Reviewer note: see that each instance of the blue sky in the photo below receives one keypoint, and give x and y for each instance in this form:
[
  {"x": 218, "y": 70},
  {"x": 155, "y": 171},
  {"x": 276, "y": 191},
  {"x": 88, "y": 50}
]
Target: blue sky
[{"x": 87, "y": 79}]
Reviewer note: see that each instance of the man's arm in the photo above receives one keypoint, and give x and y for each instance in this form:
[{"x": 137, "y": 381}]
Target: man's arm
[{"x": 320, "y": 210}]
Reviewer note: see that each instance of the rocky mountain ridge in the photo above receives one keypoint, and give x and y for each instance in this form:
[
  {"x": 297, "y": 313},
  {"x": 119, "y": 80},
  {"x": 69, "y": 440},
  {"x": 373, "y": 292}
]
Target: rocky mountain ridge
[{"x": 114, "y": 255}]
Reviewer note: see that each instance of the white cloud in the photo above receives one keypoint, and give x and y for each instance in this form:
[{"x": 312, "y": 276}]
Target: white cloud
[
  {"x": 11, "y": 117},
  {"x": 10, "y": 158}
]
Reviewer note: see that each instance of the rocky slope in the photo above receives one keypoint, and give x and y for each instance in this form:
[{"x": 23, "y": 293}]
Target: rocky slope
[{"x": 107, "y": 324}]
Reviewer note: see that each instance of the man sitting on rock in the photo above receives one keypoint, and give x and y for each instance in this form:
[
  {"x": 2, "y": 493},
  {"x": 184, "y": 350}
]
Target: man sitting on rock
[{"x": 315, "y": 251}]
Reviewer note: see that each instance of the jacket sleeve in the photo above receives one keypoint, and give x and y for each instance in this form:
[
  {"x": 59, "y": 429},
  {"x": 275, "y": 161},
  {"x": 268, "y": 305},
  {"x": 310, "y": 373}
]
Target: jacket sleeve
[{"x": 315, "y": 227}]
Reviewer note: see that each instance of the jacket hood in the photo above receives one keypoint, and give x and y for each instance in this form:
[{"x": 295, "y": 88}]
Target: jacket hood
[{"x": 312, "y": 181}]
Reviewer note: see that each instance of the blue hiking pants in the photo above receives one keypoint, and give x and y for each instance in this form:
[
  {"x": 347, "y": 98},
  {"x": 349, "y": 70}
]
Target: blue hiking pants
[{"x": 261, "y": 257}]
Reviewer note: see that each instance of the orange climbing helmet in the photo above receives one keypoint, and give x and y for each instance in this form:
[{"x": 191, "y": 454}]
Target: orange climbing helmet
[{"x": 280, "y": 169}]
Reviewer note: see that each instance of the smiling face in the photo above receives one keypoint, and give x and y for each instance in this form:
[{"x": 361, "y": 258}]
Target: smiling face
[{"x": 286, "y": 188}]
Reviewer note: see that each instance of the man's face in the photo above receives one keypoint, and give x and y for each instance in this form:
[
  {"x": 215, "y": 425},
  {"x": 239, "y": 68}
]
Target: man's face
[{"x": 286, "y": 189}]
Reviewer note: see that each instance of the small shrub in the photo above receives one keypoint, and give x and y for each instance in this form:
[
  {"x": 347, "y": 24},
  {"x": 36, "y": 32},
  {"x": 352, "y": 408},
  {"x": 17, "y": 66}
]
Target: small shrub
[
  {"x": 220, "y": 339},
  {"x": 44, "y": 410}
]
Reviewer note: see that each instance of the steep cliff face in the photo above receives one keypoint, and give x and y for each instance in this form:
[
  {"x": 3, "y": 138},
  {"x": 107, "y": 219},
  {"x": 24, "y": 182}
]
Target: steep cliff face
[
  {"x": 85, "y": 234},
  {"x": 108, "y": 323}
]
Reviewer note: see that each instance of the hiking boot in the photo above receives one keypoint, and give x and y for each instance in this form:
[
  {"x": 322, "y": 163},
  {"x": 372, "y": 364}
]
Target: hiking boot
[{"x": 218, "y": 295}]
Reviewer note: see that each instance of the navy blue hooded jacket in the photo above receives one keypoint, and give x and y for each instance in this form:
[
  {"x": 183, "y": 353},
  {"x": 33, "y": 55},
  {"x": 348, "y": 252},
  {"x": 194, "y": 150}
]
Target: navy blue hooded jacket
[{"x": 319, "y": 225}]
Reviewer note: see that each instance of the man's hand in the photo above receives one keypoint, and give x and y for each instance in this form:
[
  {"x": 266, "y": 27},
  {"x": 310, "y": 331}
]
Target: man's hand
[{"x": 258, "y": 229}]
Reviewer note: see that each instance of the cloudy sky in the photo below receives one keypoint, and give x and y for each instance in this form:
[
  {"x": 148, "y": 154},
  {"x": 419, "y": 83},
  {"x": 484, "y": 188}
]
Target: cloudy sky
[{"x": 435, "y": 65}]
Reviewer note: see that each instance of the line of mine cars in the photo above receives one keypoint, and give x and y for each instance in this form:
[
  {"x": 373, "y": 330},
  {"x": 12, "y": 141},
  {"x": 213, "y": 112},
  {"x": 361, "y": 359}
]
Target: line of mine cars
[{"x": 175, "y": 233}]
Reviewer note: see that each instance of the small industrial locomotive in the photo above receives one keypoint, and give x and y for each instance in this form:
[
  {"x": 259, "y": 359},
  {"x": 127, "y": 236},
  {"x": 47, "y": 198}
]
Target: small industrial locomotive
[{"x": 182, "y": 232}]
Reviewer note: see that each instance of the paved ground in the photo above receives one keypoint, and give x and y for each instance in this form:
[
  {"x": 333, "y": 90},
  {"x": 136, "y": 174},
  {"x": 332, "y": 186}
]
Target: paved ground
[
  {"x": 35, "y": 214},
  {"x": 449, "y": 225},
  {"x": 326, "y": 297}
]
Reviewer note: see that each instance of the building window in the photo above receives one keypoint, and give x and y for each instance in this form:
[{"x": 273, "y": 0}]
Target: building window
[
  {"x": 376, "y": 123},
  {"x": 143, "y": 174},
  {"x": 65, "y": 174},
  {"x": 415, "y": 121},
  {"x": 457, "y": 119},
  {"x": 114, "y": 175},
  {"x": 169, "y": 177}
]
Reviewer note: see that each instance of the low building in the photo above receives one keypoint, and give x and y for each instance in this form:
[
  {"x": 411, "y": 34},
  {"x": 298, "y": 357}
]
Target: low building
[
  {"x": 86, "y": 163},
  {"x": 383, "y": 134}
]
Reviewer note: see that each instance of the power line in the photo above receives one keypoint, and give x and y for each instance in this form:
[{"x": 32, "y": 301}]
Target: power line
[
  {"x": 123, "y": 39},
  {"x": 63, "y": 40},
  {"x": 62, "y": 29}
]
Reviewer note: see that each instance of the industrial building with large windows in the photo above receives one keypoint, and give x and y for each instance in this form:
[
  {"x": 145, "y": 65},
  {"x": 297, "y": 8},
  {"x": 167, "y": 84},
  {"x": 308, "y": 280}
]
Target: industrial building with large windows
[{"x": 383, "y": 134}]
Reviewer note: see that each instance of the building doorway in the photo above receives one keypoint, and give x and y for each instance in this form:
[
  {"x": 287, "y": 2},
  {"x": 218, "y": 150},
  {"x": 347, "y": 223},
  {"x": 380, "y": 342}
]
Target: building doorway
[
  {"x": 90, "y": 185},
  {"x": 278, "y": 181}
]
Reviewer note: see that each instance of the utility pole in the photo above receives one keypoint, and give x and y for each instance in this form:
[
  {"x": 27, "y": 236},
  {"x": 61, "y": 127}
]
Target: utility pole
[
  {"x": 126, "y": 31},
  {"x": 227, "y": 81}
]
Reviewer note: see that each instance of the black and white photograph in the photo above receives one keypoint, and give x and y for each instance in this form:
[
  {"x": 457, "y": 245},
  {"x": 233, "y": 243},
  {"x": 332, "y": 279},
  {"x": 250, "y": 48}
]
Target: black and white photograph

» Given exercise
Reproduce the records above exactly, starting with the line that contains "Reviewer note: see that each instance of the low" and ending with the last line.

» Solution for this exercise
Reviewer note: see that each instance of the low building in the photo above receives one keypoint, and give x and y for each instance in this form:
[
  {"x": 411, "y": 34},
  {"x": 298, "y": 357}
]
Target: low building
[
  {"x": 86, "y": 163},
  {"x": 383, "y": 134}
]
Reviewer note: see that each instance of the power line in the photo above receives one keypoint, and give x and y for each instance in this form:
[{"x": 32, "y": 301}]
Target: power line
[
  {"x": 123, "y": 39},
  {"x": 63, "y": 40},
  {"x": 62, "y": 29}
]
Reviewer note: see that each instance of the industrial building with large windows in the photo above receives one keypoint, and give x and y for each instance in this form:
[
  {"x": 145, "y": 65},
  {"x": 297, "y": 8},
  {"x": 167, "y": 84},
  {"x": 308, "y": 280}
]
Target: industrial building with large windows
[{"x": 383, "y": 134}]
Reviewer note: see that each instance of the building doorway in the photo above receives one keypoint, and give x and y for each instance in this form:
[
  {"x": 287, "y": 2},
  {"x": 218, "y": 150},
  {"x": 347, "y": 223},
  {"x": 380, "y": 342}
]
Target: building doorway
[
  {"x": 90, "y": 185},
  {"x": 278, "y": 181}
]
Reviewer note: see that each instance of the utility pole in the photo above receives one keypoint, and give x and y for each instance in this form:
[
  {"x": 27, "y": 236},
  {"x": 61, "y": 127}
]
Target: utility pole
[
  {"x": 126, "y": 31},
  {"x": 227, "y": 81}
]
Reviewer note: see that each instance of the black and white photograph in the photo above receives one keypoint, and give x and y for each instance in this form:
[
  {"x": 457, "y": 245},
  {"x": 233, "y": 243},
  {"x": 332, "y": 279},
  {"x": 250, "y": 48}
]
Target: black and white photograph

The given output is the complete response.